TEXT EXCERPT
═══

[<prev] [next>] [<thread-prev] [day] [month] [year] [list]
Message-ID: <9f0f6f1e-01e9-3256-d486-3a877d4e26a0@huawei.com>
Date: Mon, 11 Apr 2022 18:50:59 +0800
From: Zhang Yi <yi.zhang@...wei.com>
To: Jan Kara <jack@...e.cz>
CC: <linux-ext4@...r.kernel.org>, <tytso@....edu>,
<adilger.kernel@...ger.ca>, <yukuai3@...wei.com>,
<yebin10@...wei.com>
Subject: Re: [RFC PATCH] ext4: convert symlink external data block mapping to
bdev
On 2022/4/11 15:55, Jan Kara wrote:
> On Fri 08-04-22 13:45:24, Zhang Yi wrote:
>> On 2022/4/7 21:55, Jan Kara wrote:
>>> On Thu 07-04-22 16:14:24, Zhang Yi wrote:
>>>> On 2022/4/7 1:17, Jan Kara wrote:
>>>>> On Wed 06-04-22 16:45:03, Zhang Yi wrote:
>>>>>> Symlink's external data block is one kind of metadata block, and now
>>>>>> that almost all ext4 metadata block's page cache (e.g. directory blocks,
>>>>>> quota blocks...) belongs to bdev backing inode except the symlink. It
>>>>>> is essentially worked in data=journal mode like other regular file's
>>>>>> data block because probably in order to make it simple for generic VFS
>>>>>> code handling symlinks or some other historical reasons, but the logic
>>>>>> of creating external data block in ext4_symlink() is complicated. and it
>>>>>> also make things confused if user do not want to let the filesystem
>>>>>> worked in data=journal mode. This patch convert the final exceptional
>>>>>> case and make things clean, move the mapping of the symlink's external
>>>>>> data block to bdev like any other metadata block does.
>>>>>>
>>>>>> Signed-off-by: Zhang Yi <yi.zhang@...wei.com>
>>>>>> ---
>>>>>> This RFC patch follow the talking of whether if we could unify the
>>>>>> journal mode of ext4 metadata blocks[1], it stop using the data=journal
>>>>>> mode for the final exception case of symlink's external data block. Any
>>>>>> comments are welcome, thanks.

═══

[Data pulled from a collection]
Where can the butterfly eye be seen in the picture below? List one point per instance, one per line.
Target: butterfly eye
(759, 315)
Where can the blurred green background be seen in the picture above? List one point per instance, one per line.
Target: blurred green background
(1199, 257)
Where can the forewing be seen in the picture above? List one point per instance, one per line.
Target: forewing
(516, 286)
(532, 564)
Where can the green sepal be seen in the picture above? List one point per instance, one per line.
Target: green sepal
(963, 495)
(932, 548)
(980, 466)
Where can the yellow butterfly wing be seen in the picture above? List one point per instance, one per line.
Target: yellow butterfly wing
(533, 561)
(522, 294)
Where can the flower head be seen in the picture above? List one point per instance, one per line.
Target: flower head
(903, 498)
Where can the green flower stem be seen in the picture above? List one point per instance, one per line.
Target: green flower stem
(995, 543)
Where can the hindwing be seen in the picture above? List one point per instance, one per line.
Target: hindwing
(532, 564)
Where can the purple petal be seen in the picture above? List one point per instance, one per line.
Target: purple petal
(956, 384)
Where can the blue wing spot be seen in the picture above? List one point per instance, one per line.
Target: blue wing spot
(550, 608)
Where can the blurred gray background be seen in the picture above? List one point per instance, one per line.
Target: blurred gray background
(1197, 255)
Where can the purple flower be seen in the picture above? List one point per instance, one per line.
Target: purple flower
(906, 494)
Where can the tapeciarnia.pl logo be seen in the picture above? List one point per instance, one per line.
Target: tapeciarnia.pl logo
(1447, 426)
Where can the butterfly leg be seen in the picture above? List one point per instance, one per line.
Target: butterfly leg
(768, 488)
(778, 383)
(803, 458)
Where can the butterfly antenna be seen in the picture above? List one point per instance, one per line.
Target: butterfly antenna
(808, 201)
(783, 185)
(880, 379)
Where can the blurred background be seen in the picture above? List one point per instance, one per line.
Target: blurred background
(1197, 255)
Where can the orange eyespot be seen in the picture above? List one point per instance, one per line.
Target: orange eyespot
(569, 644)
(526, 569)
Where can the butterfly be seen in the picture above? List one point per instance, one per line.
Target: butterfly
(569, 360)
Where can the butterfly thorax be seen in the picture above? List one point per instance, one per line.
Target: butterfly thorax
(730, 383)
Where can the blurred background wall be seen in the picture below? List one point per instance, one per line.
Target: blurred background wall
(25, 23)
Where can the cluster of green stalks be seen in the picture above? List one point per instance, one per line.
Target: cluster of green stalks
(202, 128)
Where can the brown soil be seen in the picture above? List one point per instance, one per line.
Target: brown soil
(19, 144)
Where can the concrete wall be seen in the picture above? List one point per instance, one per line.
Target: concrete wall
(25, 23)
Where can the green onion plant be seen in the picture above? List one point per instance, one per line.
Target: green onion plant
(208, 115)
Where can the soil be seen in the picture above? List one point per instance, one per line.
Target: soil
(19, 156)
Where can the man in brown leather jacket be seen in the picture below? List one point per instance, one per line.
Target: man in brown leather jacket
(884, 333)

═══

SET OF TASKS
1. In the rows, write out every line, starting at the one that contains "Where can the soil" and ending with the last line of the rows.
2. Extend the ext4 symlink patch thread from the point where it stops.
The ext4 symlink patch thread and the rows come from unrelated sources.

RESPONSES FOR EACH TASK
1.
Where can the soil be seen in the picture above? List one point per instance, one per line.
Target: soil
(19, 156)
Where can the man in brown leather jacket be seen in the picture below? List one point per instance, one per line.
Target: man in brown leather jacket
(884, 333)

2.
>>>>>>
>>>>>> [1]. https://lore.kernel.org/linux-ext4/20220321151141.hypnhr6o4vng2sa6@quack3.lan/T/#m84b942a6bb838ba60ae8afd906ebbb987a577488
>>>>>>
>>>>>> fs/ext4/inode.c | 9 +---
>>>>>> fs/ext4/namei.c | 123 +++++++++++++++++++++-------------------------
>>>>>> fs/ext4/symlink.c | 44 ++++++++++++++---
>>>>>> 3 files changed, 93 insertions(+), 83 deletions(-)
>>>>>
>>>>> Hum, we don't save on code but I'd say the result is somewhat more
>>>>> standard. So I guess this makes some sense. Let's see what Ted thinks...
>>>>>
>>>>> Otherwise I've found just one small bug below.
>>>>>
>>>>>> @@ -3270,26 +3296,8 @@ static int ext4_symlink(struct user_namespace *mnt_userns, struct inode *dir,
>>>>>> if (err)
>>>>>> return err;
>>>>>>
>>>>>> - if ((disk_link.len > EXT4_N_BLOCKS * 4)) {
>>>>>> - /*
>>>>>> - * For non-fast symlinks, we just allocate inode and put it on
>>>>>> - * orphan list in the first transaction => we need bitmap,
>>>>>> - * group descriptor, sb, inode block, quota blocks, and
>>>>>> - * possibly selinux xattr blocks.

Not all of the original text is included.